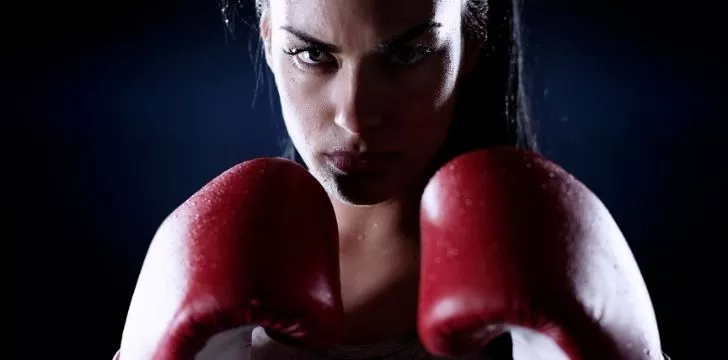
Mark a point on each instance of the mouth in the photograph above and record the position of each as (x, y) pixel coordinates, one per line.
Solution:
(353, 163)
* * *
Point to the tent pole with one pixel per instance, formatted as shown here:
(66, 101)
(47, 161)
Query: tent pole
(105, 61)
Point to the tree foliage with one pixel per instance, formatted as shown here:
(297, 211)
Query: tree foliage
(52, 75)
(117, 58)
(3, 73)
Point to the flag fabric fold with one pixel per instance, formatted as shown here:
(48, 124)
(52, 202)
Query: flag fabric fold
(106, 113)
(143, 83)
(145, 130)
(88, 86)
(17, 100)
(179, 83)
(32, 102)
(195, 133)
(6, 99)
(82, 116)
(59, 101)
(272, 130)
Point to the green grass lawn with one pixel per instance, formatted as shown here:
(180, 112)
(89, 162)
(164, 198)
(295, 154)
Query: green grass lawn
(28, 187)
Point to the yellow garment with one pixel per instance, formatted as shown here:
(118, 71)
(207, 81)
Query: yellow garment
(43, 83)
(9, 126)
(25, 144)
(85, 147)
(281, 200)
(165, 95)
==
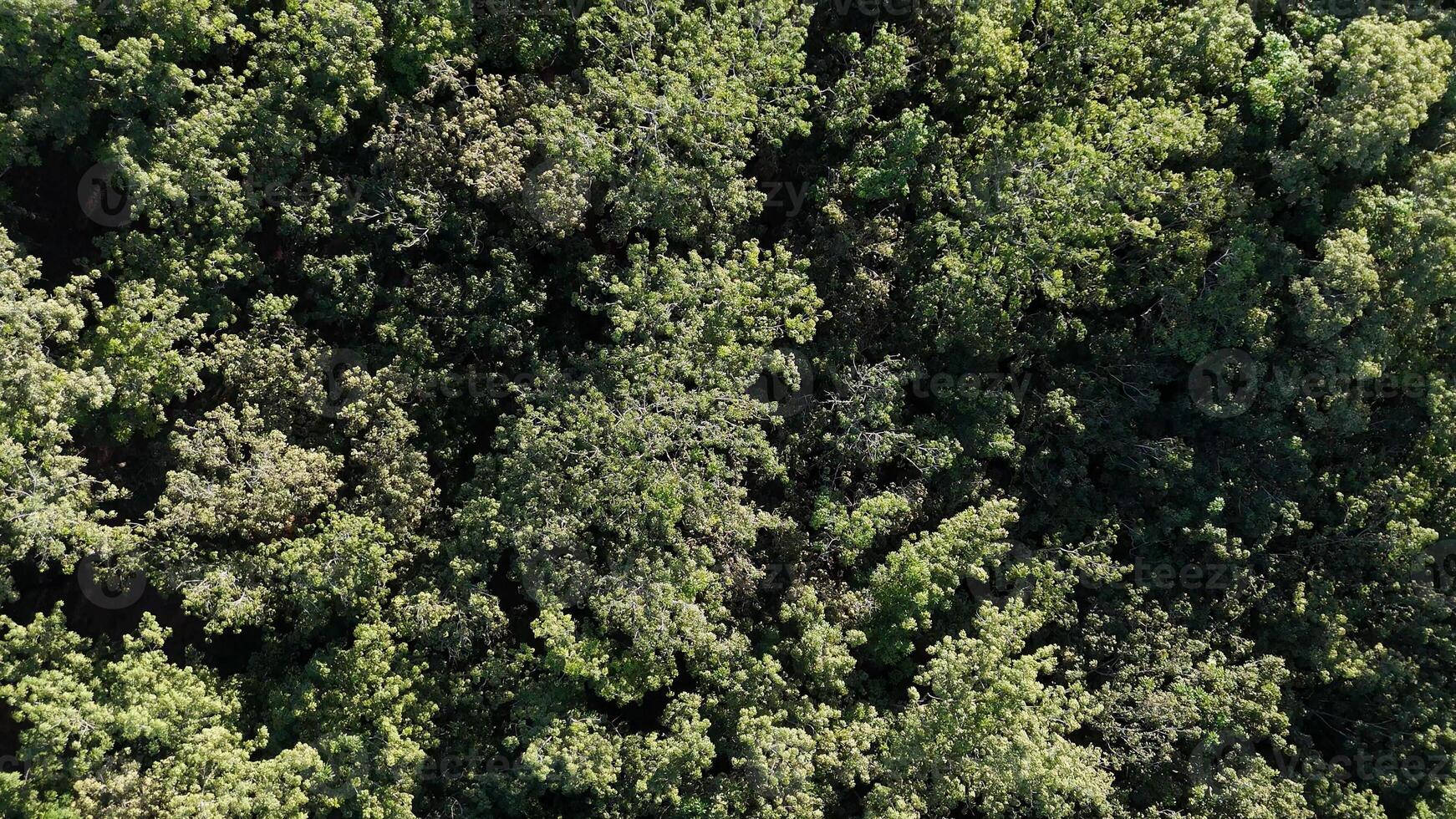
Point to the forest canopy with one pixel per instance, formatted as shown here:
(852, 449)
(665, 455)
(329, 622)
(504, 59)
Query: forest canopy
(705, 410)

_What is needed_
Pick out each line of the records that contains the string "pixel", and copy those lines.

_Expected output_
Mark a point on each instance of the mouth in the photograph above and record the position of each as (x, y) pixel coordinates, one per line.
Point to the tent pole with one pixel per instance, formatted as shown here:
Point to the tree foliage with one pixel per instance, formatted as shown here:
Point to the flag fabric fold with one pixel per instance, formatted as shown here:
Point to the green grass lawn with one pixel per instance, formatted as shown here:
Point to the yellow garment with one pixel per instance, formatted as shown here:
Point to the forest canopy with one pixel per instance, formatted as shown here:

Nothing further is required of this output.